- Extracted text
▼

FIRST AMENDMENT
TO
ASSET PURCHASE AGREEMENT
This
FIRST AMENDMENT TO ASSET PURCHASE AGREEMENT (this “
Amendment ”) is made as of the 10
th day of July, 2009, by and among Seminole Gas
Company, L.L.C., an Oklahoma limited liability company (the “
Buyer ”), NGAS Gathering, LLC, a Kentucky
limited liability company (“ NGL ”),
Daugherty Petroleum, Inc., a Kentucky corporation (“
DPI ” and, collectively with NGL, the “
Sellers ”), and NGAS Gathering II, LLC, a
Kentucky limited liability company wholly owned by DPI (“
New NGAS Gathering ”). Sellers and Buyer are
sometimes referred to herein individually as a “
Party ” and collectively as the “
Parties .”
A.
Reference is made to that certain Asset Purchase Agreement (the
“ Agreement ”) dated as of May 11,
2009, by and between Sellers and Buyer, regarding the proposed sale
of Seller’s right, title and interest in the Gathering Assets
(as defined in the Agreement).
B.
Seller and Buyer desire to amend the Agreement, as set forth
herein, relating to certain matters reflected herein.
C.
All capitalized terms used herein but not otherwise defined herein
shall have the meanings attributed to them in the
Agreement.
NOW,
THEREFORE, for good and valuable consideration (the receipt and
sufficiency of which are hereby acknowledged), the Parties hereby
amend the Agreement and agree as follows:
1.
Amendments . The Agreement is hereby amended as
follows:
(i)
Amendment to Article 1 . Article 1 is hereby
amended by modifying each of the defined terms below to read in
their entirety as follows:
“
Ancillary Option Agreements ” means each of the
agreements and instruments pertaining to any exercise of an NGAS
Options, in accordance with terms thereof, as set forth on
Exhibit O , and the Kay Jay ROFR, in accordance
with the terms thereof, as set forth on
Schedule H .
“
Closing Date ” means subject to the
satisfaction of the conditions to Closing set forth in
Article 6 , 10:00 a.m., Eastern Time,
July 15, 2009, or such other date as may be mutually agreed by
Buyer and Sellers in writing.
“
Equity Releases ” has the meaning set forth in
Exhibit O .

▲

- Records shown
▼

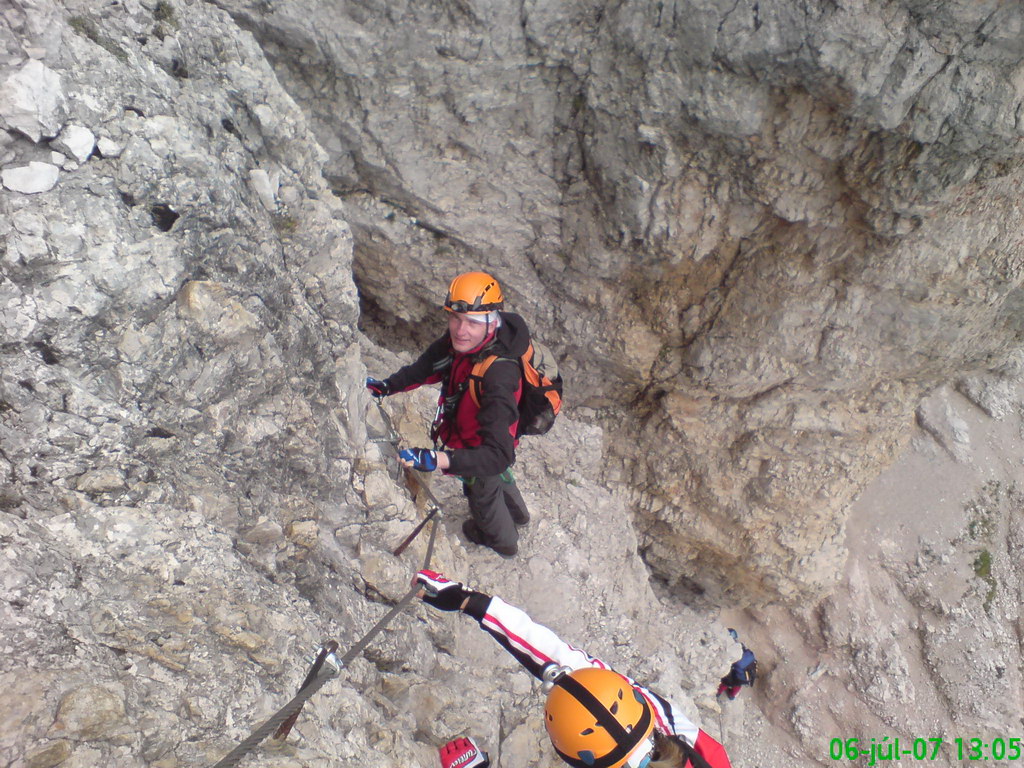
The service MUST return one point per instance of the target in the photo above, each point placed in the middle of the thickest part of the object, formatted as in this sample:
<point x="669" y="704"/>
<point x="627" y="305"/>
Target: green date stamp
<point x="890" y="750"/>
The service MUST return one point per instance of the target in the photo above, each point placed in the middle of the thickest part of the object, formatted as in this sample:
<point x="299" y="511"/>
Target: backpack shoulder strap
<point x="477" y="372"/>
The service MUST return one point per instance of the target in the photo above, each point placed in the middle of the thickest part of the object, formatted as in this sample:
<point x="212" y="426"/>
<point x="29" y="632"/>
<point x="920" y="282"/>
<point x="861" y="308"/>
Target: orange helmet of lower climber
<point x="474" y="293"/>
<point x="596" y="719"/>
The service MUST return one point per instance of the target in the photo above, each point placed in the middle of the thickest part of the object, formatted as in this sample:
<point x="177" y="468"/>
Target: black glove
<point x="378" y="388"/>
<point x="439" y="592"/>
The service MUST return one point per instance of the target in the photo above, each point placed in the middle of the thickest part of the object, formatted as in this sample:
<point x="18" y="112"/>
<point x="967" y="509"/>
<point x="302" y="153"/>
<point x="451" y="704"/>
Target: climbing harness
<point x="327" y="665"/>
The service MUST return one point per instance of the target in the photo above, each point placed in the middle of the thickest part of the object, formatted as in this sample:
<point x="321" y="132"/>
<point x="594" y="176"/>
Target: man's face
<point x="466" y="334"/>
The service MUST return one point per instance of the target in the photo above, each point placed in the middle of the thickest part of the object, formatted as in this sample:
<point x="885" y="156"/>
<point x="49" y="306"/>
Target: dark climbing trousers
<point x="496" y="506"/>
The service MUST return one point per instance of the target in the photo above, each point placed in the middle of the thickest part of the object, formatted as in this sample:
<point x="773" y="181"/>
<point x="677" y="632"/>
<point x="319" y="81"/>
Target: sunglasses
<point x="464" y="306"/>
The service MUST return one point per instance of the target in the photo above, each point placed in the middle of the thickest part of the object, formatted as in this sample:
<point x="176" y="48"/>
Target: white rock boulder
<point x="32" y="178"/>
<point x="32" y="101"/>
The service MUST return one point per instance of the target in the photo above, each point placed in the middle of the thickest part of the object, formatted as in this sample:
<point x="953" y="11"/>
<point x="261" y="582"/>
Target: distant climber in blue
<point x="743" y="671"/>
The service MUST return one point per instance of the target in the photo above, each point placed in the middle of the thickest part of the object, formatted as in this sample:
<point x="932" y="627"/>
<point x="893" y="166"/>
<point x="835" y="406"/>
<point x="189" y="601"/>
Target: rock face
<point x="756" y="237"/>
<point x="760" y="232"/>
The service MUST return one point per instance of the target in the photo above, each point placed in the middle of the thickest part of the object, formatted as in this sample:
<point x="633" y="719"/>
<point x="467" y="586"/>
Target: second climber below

▲

- Short exercise 1
In the amendment to the asset purchase agreement, what time and date does the Closing Date definition set?
- Short exercise 2
Rewrite the stretch of the amendment to the asset purchase agreement from "Amendments . The" through "Schedule H .", replacing "instruments" with "documents".
- Short exercise 3
Continue the amendment to the asset purchase agreement from where it stops.

- Final result 1
10:00 a.m., Eastern Time, July 15, 2009.

- Final result 2
Amendments . The Agreement is hereby amended as
follows:
(i)
Amendment to Article 1 . Article 1 is hereby
amended by modifying each of the defined terms below to read in
their entirety as follows:
“
Ancillary Option Agreements ” means each of the
agreements and documents pertaining to any exercise of an NGAS
Options, in accordance with terms thereof, as set forth on
Exhibit O , and the Kay Jay ROFR, in accordance
with the terms thereof, as set forth on
Schedule H .

- Final result 3
“
NAESB Purchase Agreement ” means the NAESB form
gas purchase agreement, together with the special provisions and
any confirmations provided thereunder and including the Forward
Sales Agreement, by and between DPI, on behalf of itself and the
other DPI Producers, and SES, in substantially the form of
Exhibit I. The NAESB Purchase Agreement will be effective as
of the Effective Date, but to the extent Closing occurs on a date
that is other than the first of a calendar month, then the
Gathering Fees thereunder shall be prorated for the month in which
Closing occurs, any volumes delivered by DPI during the remainder
of the calendar month in which Closing occurs shall be deemed
gathered (not purchased) by SES thereunder, and the purchase of
volumes of gas thereunder shall commence on the first day of the
calendar month immediately following the month in which closing
occurs.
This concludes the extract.